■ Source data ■
==============================
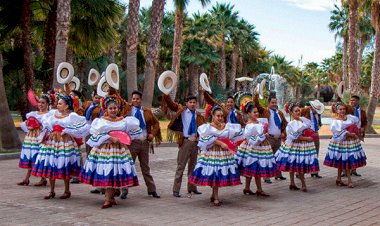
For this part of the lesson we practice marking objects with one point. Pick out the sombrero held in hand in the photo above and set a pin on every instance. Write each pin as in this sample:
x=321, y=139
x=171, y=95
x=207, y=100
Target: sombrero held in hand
x=167, y=81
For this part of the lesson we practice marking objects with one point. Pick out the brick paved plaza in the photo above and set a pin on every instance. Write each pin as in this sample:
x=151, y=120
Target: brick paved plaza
x=324, y=204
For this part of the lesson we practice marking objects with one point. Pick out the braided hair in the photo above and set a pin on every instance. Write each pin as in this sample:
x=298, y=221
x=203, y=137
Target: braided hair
x=69, y=101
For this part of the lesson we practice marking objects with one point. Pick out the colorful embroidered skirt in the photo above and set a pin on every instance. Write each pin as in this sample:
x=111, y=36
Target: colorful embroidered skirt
x=30, y=149
x=348, y=154
x=215, y=168
x=109, y=165
x=299, y=157
x=256, y=161
x=58, y=158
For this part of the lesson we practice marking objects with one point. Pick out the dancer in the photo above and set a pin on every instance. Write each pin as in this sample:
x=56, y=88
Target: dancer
x=276, y=125
x=298, y=154
x=216, y=166
x=345, y=151
x=32, y=140
x=356, y=110
x=140, y=147
x=59, y=155
x=110, y=164
x=313, y=113
x=232, y=115
x=254, y=156
x=185, y=122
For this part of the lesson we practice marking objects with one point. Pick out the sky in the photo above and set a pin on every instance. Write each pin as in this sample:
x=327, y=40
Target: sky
x=290, y=28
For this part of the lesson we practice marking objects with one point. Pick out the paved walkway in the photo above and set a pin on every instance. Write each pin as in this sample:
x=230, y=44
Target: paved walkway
x=324, y=204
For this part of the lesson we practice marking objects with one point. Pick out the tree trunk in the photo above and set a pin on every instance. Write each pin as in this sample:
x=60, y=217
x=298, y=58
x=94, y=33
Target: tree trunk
x=63, y=26
x=345, y=77
x=132, y=44
x=27, y=47
x=177, y=45
x=234, y=59
x=375, y=83
x=222, y=65
x=8, y=133
x=353, y=48
x=363, y=43
x=49, y=45
x=153, y=49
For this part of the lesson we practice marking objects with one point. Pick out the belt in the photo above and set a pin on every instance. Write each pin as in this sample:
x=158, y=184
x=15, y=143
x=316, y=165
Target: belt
x=274, y=136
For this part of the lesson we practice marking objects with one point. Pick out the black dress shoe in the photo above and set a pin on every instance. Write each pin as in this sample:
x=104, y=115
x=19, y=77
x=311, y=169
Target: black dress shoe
x=268, y=181
x=176, y=194
x=196, y=192
x=154, y=194
x=280, y=178
x=95, y=191
x=124, y=194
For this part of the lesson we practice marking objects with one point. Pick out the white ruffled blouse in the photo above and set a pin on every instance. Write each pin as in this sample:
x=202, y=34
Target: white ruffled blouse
x=208, y=134
x=73, y=124
x=100, y=128
x=34, y=114
x=295, y=128
x=254, y=133
x=338, y=127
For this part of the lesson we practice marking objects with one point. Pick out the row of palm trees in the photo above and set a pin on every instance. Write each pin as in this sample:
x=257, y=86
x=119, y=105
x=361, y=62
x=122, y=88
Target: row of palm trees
x=148, y=41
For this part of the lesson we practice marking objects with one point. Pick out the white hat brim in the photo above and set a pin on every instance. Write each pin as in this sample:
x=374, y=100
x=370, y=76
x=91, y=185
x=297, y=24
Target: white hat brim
x=99, y=89
x=93, y=77
x=261, y=88
x=340, y=89
x=161, y=81
x=110, y=80
x=203, y=80
x=69, y=77
x=75, y=82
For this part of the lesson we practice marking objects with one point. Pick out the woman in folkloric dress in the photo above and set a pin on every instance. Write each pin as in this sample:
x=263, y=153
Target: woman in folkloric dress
x=216, y=166
x=59, y=155
x=298, y=153
x=110, y=164
x=345, y=151
x=254, y=156
x=32, y=141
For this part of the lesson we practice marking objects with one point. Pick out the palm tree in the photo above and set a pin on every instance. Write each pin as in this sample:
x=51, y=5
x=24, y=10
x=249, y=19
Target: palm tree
x=180, y=7
x=375, y=80
x=8, y=134
x=339, y=25
x=152, y=50
x=243, y=36
x=132, y=44
x=353, y=47
x=366, y=31
x=224, y=20
x=63, y=26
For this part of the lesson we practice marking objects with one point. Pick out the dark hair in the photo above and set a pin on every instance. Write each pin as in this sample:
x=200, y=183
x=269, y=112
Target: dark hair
x=215, y=108
x=272, y=95
x=292, y=106
x=137, y=93
x=338, y=104
x=47, y=97
x=231, y=97
x=249, y=107
x=69, y=101
x=109, y=100
x=77, y=93
x=191, y=97
x=355, y=97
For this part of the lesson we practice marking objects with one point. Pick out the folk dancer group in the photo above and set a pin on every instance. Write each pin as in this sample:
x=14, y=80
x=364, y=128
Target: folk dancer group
x=267, y=143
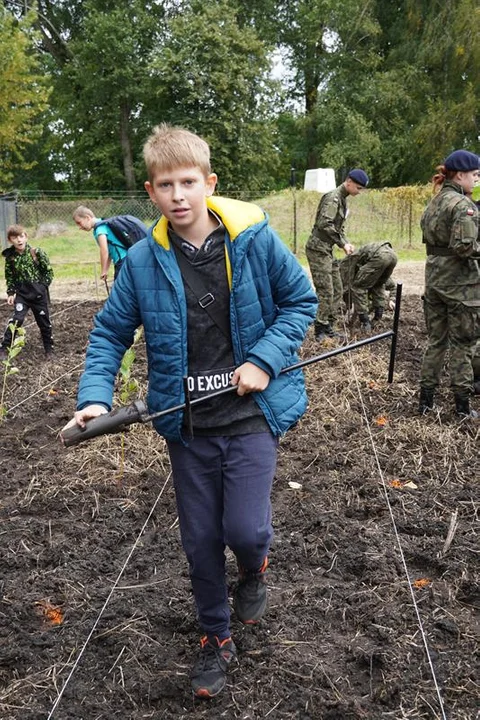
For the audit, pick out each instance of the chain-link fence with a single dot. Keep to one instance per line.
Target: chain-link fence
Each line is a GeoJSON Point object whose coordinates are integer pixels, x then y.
{"type": "Point", "coordinates": [8, 215]}
{"type": "Point", "coordinates": [34, 211]}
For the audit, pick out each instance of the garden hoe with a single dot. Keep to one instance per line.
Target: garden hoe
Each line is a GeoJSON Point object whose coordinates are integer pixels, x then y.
{"type": "Point", "coordinates": [119, 419]}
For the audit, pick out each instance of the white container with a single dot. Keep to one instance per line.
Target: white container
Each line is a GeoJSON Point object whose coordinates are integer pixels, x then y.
{"type": "Point", "coordinates": [321, 179]}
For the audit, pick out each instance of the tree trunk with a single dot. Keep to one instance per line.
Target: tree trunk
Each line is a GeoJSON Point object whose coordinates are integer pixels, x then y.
{"type": "Point", "coordinates": [127, 155]}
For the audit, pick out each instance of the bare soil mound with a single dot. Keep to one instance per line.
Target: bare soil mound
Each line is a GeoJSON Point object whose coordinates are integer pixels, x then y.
{"type": "Point", "coordinates": [374, 580]}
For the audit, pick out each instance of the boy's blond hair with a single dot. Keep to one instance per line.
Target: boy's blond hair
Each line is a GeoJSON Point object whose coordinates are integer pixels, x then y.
{"type": "Point", "coordinates": [82, 211]}
{"type": "Point", "coordinates": [15, 231]}
{"type": "Point", "coordinates": [170, 147]}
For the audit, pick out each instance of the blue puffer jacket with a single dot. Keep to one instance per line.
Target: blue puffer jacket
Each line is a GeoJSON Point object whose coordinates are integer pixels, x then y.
{"type": "Point", "coordinates": [272, 305]}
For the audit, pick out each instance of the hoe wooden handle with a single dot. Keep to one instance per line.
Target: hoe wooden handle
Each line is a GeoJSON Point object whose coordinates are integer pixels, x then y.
{"type": "Point", "coordinates": [112, 422]}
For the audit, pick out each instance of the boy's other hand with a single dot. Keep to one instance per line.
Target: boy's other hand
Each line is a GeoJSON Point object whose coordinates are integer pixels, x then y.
{"type": "Point", "coordinates": [81, 416]}
{"type": "Point", "coordinates": [250, 378]}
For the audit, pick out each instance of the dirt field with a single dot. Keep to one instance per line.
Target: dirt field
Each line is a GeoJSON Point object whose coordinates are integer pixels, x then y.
{"type": "Point", "coordinates": [374, 580]}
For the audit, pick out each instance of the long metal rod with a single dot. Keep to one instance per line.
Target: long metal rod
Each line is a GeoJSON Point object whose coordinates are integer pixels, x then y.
{"type": "Point", "coordinates": [120, 418]}
{"type": "Point", "coordinates": [301, 364]}
{"type": "Point", "coordinates": [396, 321]}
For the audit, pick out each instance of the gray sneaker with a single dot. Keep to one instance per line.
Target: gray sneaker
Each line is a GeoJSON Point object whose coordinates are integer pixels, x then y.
{"type": "Point", "coordinates": [250, 595]}
{"type": "Point", "coordinates": [209, 674]}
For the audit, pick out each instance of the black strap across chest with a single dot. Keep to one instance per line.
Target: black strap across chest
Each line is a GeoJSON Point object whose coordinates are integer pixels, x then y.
{"type": "Point", "coordinates": [205, 298]}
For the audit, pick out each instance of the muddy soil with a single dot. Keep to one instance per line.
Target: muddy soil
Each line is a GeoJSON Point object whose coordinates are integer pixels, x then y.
{"type": "Point", "coordinates": [374, 579]}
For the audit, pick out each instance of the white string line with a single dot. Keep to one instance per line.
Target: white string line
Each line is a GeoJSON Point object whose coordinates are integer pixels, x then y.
{"type": "Point", "coordinates": [71, 307]}
{"type": "Point", "coordinates": [397, 538]}
{"type": "Point", "coordinates": [44, 387]}
{"type": "Point", "coordinates": [89, 636]}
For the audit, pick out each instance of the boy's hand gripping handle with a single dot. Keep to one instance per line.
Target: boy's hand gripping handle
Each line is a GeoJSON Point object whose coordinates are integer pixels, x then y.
{"type": "Point", "coordinates": [112, 422]}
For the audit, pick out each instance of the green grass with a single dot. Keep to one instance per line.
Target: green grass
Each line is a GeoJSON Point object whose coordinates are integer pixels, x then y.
{"type": "Point", "coordinates": [375, 215]}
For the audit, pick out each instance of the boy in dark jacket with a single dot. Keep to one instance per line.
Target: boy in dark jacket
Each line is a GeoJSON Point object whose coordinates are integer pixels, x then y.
{"type": "Point", "coordinates": [28, 274]}
{"type": "Point", "coordinates": [223, 302]}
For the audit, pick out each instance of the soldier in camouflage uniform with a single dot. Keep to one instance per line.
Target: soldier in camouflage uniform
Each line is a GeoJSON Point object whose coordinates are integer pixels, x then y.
{"type": "Point", "coordinates": [452, 281]}
{"type": "Point", "coordinates": [364, 275]}
{"type": "Point", "coordinates": [327, 232]}
{"type": "Point", "coordinates": [28, 274]}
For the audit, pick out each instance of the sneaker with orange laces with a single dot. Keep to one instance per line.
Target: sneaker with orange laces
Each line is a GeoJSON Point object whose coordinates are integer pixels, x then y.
{"type": "Point", "coordinates": [250, 595]}
{"type": "Point", "coordinates": [209, 674]}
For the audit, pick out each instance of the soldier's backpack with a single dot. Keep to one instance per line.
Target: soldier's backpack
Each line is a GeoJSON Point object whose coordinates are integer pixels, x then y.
{"type": "Point", "coordinates": [127, 229]}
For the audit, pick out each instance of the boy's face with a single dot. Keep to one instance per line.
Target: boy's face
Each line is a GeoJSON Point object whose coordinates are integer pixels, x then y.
{"type": "Point", "coordinates": [180, 195]}
{"type": "Point", "coordinates": [19, 242]}
{"type": "Point", "coordinates": [85, 223]}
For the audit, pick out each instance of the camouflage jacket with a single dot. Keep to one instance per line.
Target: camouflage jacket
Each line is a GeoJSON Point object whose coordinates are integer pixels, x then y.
{"type": "Point", "coordinates": [450, 232]}
{"type": "Point", "coordinates": [330, 219]}
{"type": "Point", "coordinates": [26, 267]}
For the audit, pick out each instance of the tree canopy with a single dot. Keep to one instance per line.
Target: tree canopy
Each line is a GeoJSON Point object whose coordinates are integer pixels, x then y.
{"type": "Point", "coordinates": [24, 93]}
{"type": "Point", "coordinates": [390, 85]}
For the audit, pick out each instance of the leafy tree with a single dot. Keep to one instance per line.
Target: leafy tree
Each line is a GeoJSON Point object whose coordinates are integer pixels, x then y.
{"type": "Point", "coordinates": [23, 94]}
{"type": "Point", "coordinates": [212, 76]}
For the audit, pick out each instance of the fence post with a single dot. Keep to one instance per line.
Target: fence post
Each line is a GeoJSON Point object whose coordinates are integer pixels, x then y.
{"type": "Point", "coordinates": [293, 186]}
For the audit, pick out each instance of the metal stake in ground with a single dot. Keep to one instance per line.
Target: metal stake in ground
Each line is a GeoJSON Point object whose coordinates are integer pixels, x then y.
{"type": "Point", "coordinates": [118, 420]}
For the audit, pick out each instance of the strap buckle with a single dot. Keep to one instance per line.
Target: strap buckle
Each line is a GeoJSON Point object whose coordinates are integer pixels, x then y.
{"type": "Point", "coordinates": [206, 300]}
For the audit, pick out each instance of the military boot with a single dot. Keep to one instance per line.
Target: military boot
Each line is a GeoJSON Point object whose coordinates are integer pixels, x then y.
{"type": "Point", "coordinates": [462, 407]}
{"type": "Point", "coordinates": [365, 323]}
{"type": "Point", "coordinates": [426, 400]}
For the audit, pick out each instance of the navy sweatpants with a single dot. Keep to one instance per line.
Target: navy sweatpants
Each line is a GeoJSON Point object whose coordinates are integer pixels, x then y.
{"type": "Point", "coordinates": [222, 487]}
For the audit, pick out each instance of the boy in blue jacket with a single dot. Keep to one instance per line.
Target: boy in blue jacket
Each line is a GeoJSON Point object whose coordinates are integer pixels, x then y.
{"type": "Point", "coordinates": [237, 315]}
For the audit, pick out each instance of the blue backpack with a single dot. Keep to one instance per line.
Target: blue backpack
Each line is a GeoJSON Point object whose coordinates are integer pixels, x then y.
{"type": "Point", "coordinates": [127, 229]}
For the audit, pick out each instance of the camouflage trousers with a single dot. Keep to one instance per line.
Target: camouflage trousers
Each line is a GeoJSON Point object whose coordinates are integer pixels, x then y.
{"type": "Point", "coordinates": [365, 284]}
{"type": "Point", "coordinates": [453, 326]}
{"type": "Point", "coordinates": [325, 272]}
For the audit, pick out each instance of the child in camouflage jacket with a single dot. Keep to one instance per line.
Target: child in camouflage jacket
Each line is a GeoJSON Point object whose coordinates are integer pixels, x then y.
{"type": "Point", "coordinates": [28, 274]}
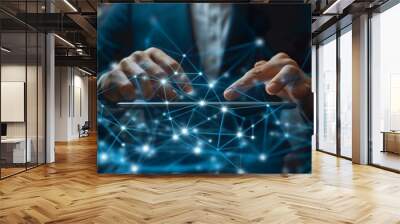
==============================
■ How to complete this task ■
Your answer should be the lines of the records that hold the string "trousers".

■ Exercise output ■
For the audit, pick out each instance of the camouflage trousers with a single dot. Keep to one instance per line.
Target: camouflage trousers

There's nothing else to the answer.